# Your objective:
Report how many lines of the material below contain the string "navy", treating uppercase and lowercase as different. Give only the number.

# Input:
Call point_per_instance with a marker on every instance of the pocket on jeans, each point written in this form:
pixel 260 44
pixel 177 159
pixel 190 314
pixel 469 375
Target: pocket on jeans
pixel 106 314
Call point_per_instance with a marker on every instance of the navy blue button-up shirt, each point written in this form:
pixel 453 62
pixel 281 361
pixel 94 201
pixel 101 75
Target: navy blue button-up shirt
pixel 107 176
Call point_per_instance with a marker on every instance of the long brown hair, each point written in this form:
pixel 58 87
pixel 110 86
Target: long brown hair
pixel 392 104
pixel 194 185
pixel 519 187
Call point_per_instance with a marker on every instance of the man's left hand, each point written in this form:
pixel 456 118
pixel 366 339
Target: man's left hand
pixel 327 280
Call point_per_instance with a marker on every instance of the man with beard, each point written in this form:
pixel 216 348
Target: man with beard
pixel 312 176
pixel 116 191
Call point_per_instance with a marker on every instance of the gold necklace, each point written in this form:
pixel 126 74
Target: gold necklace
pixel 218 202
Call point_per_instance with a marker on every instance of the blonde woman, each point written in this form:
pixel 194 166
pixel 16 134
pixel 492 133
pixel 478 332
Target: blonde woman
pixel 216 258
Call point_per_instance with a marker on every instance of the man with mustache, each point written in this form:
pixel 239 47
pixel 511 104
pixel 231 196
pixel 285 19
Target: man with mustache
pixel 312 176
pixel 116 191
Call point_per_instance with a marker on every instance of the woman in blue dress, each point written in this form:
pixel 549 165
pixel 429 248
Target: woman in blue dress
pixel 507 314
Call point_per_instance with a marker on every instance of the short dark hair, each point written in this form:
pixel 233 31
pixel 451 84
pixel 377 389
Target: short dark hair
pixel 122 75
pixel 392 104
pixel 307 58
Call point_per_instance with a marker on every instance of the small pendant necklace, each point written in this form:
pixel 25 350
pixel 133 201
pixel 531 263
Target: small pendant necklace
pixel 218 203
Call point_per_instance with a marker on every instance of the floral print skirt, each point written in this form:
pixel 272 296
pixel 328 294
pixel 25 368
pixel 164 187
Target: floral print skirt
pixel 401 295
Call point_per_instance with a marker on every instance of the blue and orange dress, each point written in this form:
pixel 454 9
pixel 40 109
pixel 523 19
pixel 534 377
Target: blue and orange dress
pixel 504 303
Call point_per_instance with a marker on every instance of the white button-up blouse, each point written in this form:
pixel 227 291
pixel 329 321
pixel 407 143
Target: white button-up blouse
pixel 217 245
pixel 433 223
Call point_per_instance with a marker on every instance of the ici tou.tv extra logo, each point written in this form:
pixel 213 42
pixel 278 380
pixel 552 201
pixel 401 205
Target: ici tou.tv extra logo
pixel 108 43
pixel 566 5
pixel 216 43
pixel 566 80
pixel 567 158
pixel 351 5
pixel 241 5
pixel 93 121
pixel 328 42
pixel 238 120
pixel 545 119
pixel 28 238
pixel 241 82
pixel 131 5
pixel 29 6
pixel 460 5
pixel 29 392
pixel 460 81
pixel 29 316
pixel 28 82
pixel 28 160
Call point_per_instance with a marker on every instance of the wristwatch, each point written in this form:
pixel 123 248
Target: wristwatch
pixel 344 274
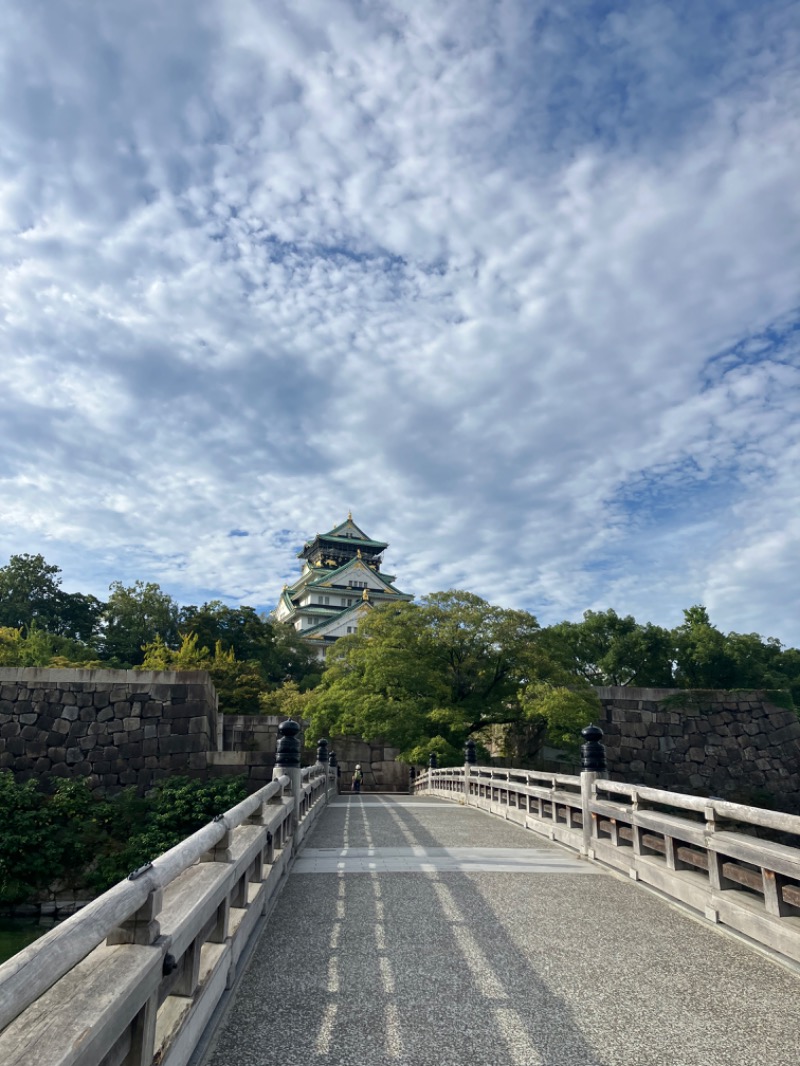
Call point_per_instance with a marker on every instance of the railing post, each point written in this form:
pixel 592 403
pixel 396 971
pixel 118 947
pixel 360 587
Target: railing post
pixel 469 759
pixel 287 762
pixel 333 772
pixel 592 766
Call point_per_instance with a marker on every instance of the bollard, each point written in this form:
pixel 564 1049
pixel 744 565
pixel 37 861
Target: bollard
pixel 287 761
pixel 334 769
pixel 593 753
pixel 469 760
pixel 593 765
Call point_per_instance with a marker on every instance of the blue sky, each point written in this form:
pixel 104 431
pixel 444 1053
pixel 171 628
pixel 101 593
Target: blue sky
pixel 514 281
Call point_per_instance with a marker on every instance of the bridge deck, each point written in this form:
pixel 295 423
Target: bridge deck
pixel 418 932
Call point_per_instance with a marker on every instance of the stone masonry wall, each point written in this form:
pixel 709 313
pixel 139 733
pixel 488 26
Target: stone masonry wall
pixel 115 728
pixel 735 745
pixel 245 735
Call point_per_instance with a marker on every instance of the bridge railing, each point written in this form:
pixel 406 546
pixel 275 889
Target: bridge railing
pixel 736 865
pixel 133 978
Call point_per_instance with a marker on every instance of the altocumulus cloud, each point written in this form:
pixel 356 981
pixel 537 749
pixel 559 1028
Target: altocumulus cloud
pixel 514 281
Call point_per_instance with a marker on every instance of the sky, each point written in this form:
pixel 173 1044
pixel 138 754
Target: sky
pixel 517 283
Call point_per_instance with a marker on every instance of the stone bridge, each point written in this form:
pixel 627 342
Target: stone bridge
pixel 491 917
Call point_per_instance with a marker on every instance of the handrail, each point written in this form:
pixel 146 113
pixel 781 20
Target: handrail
pixel 720 872
pixel 248 849
pixel 723 808
pixel 22 981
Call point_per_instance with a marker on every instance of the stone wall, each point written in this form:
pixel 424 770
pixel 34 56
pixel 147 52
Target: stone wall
pixel 248 733
pixel 735 745
pixel 122 728
pixel 115 728
pixel 382 772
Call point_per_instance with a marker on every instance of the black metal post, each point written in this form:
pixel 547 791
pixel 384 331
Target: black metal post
pixel 593 753
pixel 288 747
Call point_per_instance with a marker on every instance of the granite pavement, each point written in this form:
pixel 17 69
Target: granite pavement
pixel 442 964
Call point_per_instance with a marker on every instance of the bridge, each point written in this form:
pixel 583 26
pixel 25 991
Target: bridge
pixel 493 916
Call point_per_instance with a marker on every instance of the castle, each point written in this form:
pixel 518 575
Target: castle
pixel 340 581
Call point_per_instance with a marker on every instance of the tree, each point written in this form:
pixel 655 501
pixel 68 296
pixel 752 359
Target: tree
pixel 239 684
pixel 608 649
pixel 31 595
pixel 134 616
pixel 427 676
pixel 276 648
pixel 36 647
pixel 287 701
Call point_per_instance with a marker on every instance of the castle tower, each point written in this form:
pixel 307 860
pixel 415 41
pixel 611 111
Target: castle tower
pixel 340 581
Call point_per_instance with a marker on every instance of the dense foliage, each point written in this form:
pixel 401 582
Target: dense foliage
pixel 427 676
pixel 81 841
pixel 142 627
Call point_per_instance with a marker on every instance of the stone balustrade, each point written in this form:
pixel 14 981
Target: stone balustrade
pixel 732 863
pixel 133 978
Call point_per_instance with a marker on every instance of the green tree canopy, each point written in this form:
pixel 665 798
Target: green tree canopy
pixel 276 648
pixel 426 676
pixel 31 596
pixel 134 616
pixel 606 648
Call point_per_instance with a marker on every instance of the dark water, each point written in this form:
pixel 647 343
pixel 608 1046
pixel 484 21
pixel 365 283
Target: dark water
pixel 15 934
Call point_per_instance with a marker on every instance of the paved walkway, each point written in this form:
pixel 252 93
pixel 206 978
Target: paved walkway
pixel 417 932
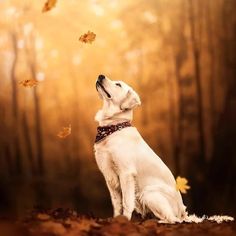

# Solution:
2